Render each line of the data below as one string in a JSON list, omitting blank lines.
### PROVIDED RECORDS ###
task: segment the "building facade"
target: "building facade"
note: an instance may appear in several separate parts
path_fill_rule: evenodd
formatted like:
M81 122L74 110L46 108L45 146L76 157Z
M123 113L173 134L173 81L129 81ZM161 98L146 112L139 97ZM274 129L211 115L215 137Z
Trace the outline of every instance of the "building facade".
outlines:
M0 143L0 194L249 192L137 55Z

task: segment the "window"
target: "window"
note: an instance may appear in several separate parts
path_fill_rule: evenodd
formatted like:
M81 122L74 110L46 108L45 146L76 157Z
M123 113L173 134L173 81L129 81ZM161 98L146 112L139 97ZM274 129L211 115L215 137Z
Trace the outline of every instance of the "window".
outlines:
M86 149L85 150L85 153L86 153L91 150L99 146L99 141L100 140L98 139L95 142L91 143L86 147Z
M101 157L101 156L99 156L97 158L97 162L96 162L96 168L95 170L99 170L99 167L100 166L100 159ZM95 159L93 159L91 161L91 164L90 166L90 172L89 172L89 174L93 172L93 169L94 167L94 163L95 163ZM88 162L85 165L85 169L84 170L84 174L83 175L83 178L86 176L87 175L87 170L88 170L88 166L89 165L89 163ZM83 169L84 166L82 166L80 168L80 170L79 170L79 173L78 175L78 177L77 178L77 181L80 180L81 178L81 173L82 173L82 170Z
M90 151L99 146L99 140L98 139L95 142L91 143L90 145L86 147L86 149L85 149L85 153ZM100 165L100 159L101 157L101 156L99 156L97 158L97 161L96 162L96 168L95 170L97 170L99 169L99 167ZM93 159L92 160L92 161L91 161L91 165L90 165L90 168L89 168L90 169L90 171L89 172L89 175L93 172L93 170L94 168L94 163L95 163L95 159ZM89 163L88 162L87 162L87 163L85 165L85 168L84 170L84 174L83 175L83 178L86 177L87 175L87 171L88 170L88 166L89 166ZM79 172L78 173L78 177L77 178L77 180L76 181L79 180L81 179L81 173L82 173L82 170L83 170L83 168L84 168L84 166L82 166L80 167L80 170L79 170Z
###
- TASK RESULT
[
  "task: segment the \"building facade\"",
  "target: \"building facade\"",
  "note: an instance may appear in several separate parts",
  "path_fill_rule: evenodd",
  "formatted like:",
  "M81 122L74 110L46 108L45 146L76 157Z",
  "M123 113L173 134L173 81L129 81ZM161 98L146 112L139 97ZM274 129L211 115L215 137Z",
  "Trace the outline of every instance of the \"building facade\".",
  "outlines:",
  "M0 143L0 194L249 192L137 55Z",
  "task: segment the \"window\"",
  "target: \"window\"",
  "note: an instance may appear in several separate parts",
  "path_fill_rule: evenodd",
  "formatted like:",
  "M81 122L74 110L46 108L45 146L76 157Z",
  "M123 113L173 134L173 81L129 81ZM161 98L146 112L139 97ZM274 129L211 115L215 137Z",
  "Trace the outline of every instance of the \"window\".",
  "outlines:",
  "M86 149L85 150L85 153L86 153L91 150L99 146L99 141L100 140L98 139L95 142L91 143L86 147Z",
  "M101 157L101 156L99 156L97 158L97 162L96 162L96 168L95 170L99 170L99 167L100 166L100 159ZM95 159L93 159L91 161L91 164L90 166L90 172L89 172L89 174L93 172L93 169L94 167L94 163L95 163ZM88 162L85 165L85 169L84 170L84 174L83 175L83 178L86 176L87 175L87 170L88 170L88 166L89 165L89 163ZM83 169L84 166L82 166L80 168L80 170L79 170L79 173L78 175L78 177L77 178L77 181L80 180L81 178L81 173L82 173L82 170Z",
  "M90 151L99 146L99 140L98 139L95 142L91 143L90 145L86 147L86 149L85 149L85 153ZM100 165L100 159L101 157L101 156L99 156L97 158L97 161L96 162L96 168L95 170L97 170L99 169L99 167ZM93 159L92 160L92 161L91 161L91 165L90 165L90 168L89 168L90 169L90 171L89 172L89 175L93 172L93 170L94 168L94 163L95 163L95 159ZM89 163L88 162L87 162L87 163L85 165L85 168L84 170L84 174L83 175L83 178L86 177L87 175L87 171L88 170L88 166L89 166ZM79 172L78 173L78 177L77 178L77 180L76 181L79 180L81 179L81 173L82 173L82 170L83 170L83 168L84 168L84 166L82 166L80 167L80 170L79 170Z"
]